»»

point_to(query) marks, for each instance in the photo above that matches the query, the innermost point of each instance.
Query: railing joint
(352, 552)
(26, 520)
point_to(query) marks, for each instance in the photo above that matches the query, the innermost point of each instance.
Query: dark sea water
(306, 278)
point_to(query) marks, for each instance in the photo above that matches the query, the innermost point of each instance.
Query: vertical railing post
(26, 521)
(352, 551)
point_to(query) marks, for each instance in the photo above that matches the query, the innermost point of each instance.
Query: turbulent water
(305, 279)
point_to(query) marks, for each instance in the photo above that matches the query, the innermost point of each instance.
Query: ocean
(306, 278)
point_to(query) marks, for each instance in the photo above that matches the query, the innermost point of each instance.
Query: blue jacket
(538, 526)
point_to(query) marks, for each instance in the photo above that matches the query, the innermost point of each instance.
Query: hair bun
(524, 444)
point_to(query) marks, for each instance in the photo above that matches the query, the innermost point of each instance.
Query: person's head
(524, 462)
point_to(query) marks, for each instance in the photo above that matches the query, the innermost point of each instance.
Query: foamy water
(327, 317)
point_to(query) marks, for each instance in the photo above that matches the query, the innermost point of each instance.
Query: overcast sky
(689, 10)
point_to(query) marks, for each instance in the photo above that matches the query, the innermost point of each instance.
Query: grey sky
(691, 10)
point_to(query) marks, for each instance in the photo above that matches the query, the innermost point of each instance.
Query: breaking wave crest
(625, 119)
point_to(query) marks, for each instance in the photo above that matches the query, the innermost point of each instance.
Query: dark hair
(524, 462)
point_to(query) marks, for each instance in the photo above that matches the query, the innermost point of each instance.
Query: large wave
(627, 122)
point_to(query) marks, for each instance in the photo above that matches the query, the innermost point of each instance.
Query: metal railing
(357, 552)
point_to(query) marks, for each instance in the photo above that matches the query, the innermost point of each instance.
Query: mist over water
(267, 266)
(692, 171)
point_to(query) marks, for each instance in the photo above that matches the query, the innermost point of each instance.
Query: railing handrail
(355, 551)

««
»»

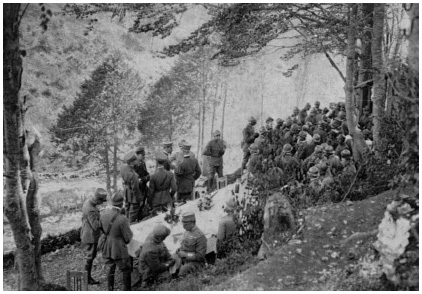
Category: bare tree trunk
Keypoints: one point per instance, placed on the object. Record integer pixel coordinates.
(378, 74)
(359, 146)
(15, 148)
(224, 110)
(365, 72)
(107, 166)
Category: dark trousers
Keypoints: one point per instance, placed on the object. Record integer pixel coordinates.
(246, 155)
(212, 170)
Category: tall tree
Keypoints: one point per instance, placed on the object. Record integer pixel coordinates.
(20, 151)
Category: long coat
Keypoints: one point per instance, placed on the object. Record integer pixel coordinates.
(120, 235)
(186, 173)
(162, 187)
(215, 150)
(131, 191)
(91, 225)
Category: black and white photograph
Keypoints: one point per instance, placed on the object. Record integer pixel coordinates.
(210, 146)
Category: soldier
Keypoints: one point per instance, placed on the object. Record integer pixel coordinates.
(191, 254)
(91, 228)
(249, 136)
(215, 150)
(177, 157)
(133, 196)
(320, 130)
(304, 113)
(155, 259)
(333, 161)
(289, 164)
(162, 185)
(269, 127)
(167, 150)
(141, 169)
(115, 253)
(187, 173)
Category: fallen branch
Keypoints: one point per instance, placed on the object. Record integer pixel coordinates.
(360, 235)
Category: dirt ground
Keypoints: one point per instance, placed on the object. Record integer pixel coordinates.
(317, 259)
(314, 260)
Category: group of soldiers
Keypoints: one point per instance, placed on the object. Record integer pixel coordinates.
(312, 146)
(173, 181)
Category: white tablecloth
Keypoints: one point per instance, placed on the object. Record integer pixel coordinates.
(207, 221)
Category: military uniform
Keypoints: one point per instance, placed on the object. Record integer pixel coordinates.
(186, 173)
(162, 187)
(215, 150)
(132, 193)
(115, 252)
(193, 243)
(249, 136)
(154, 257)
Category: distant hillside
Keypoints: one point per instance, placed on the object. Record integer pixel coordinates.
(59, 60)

««

### [Task goal]
How many lines in the listing above contain the string "white"? Case counts. Reply with the number only.

### [Full output]
2